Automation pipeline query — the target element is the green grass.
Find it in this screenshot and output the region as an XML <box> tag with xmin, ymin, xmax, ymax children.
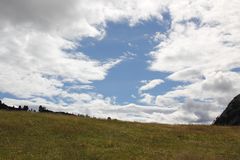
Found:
<box><xmin>0</xmin><ymin>111</ymin><xmax>240</xmax><ymax>160</ymax></box>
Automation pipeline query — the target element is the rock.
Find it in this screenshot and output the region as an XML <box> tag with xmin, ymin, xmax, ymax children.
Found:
<box><xmin>213</xmin><ymin>94</ymin><xmax>240</xmax><ymax>125</ymax></box>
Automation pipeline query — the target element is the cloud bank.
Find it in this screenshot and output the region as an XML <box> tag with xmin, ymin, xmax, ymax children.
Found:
<box><xmin>0</xmin><ymin>0</ymin><xmax>240</xmax><ymax>123</ymax></box>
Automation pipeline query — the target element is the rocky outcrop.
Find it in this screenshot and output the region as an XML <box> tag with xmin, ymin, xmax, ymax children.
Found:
<box><xmin>214</xmin><ymin>94</ymin><xmax>240</xmax><ymax>125</ymax></box>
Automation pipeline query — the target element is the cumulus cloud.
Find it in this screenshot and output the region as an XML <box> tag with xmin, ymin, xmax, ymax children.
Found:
<box><xmin>0</xmin><ymin>0</ymin><xmax>240</xmax><ymax>123</ymax></box>
<box><xmin>149</xmin><ymin>0</ymin><xmax>240</xmax><ymax>123</ymax></box>
<box><xmin>139</xmin><ymin>79</ymin><xmax>164</xmax><ymax>93</ymax></box>
<box><xmin>0</xmin><ymin>0</ymin><xmax>165</xmax><ymax>98</ymax></box>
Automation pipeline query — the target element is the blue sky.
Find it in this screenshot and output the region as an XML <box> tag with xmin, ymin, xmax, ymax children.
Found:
<box><xmin>77</xmin><ymin>16</ymin><xmax>179</xmax><ymax>104</ymax></box>
<box><xmin>0</xmin><ymin>0</ymin><xmax>240</xmax><ymax>124</ymax></box>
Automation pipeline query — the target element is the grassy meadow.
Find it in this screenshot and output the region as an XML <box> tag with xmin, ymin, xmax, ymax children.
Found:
<box><xmin>0</xmin><ymin>111</ymin><xmax>240</xmax><ymax>160</ymax></box>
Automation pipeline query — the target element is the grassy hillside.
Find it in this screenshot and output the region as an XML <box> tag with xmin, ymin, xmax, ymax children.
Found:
<box><xmin>0</xmin><ymin>111</ymin><xmax>240</xmax><ymax>160</ymax></box>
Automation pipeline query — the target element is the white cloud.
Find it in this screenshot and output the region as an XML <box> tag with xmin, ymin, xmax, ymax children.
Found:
<box><xmin>139</xmin><ymin>79</ymin><xmax>164</xmax><ymax>93</ymax></box>
<box><xmin>0</xmin><ymin>0</ymin><xmax>240</xmax><ymax>123</ymax></box>
<box><xmin>147</xmin><ymin>0</ymin><xmax>240</xmax><ymax>123</ymax></box>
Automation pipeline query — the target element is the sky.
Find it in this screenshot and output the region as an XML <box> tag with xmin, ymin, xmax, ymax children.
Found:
<box><xmin>0</xmin><ymin>0</ymin><xmax>240</xmax><ymax>124</ymax></box>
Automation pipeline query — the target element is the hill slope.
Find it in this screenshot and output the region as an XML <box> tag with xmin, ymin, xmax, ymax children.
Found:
<box><xmin>0</xmin><ymin>111</ymin><xmax>240</xmax><ymax>160</ymax></box>
<box><xmin>214</xmin><ymin>94</ymin><xmax>240</xmax><ymax>125</ymax></box>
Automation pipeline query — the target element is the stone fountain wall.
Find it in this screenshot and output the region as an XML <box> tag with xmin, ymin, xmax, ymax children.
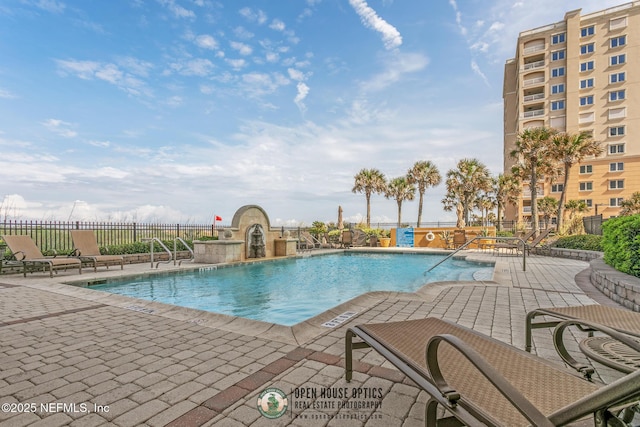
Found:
<box><xmin>194</xmin><ymin>205</ymin><xmax>296</xmax><ymax>264</ymax></box>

## Your objective
Starting with the line that contains "Automation pipeline query — the target element is the white" and going on through the end of the data, write each line as a row of a Markdown table with the columns Row and Line, skipping blank lines. Leave the pictures out.

## In response
| Row | Line |
|---|---|
| 1 | Automation pipeline query — the target element is the white cloud. |
| 2 | Find it in this screenshot and output the region as an XML <box> tag with xmin, ymin, xmax, ymax children. |
| 3 | Found: |
| 4 | <box><xmin>139</xmin><ymin>79</ymin><xmax>164</xmax><ymax>93</ymax></box> |
| 5 | <box><xmin>0</xmin><ymin>0</ymin><xmax>240</xmax><ymax>123</ymax></box> |
| 6 | <box><xmin>147</xmin><ymin>0</ymin><xmax>240</xmax><ymax>123</ymax></box> |
| 7 | Automation pipeline query — the target element is the sky. |
| 8 | Find it in this screenshot and output the region as an XML <box> tag with xmin, ymin, xmax, ymax children. |
| 9 | Found: |
| 10 | <box><xmin>0</xmin><ymin>0</ymin><xmax>240</xmax><ymax>124</ymax></box> |
| 11 | Automation pipeline query — the target element is the hill slope. |
| 12 | Find it in this screenshot and output the region as an XML <box> tag with xmin, ymin, xmax, ymax children. |
| 13 | Found: |
| 14 | <box><xmin>0</xmin><ymin>111</ymin><xmax>240</xmax><ymax>160</ymax></box> |
| 15 | <box><xmin>214</xmin><ymin>94</ymin><xmax>240</xmax><ymax>125</ymax></box> |
| 16 | Automation pipeline query — the target element is the stone fountain wall. |
| 17 | Find it in this screenshot and output the region as an XML <box> tag with xmin, ymin, xmax, ymax children. |
| 18 | Found: |
| 19 | <box><xmin>194</xmin><ymin>205</ymin><xmax>296</xmax><ymax>264</ymax></box> |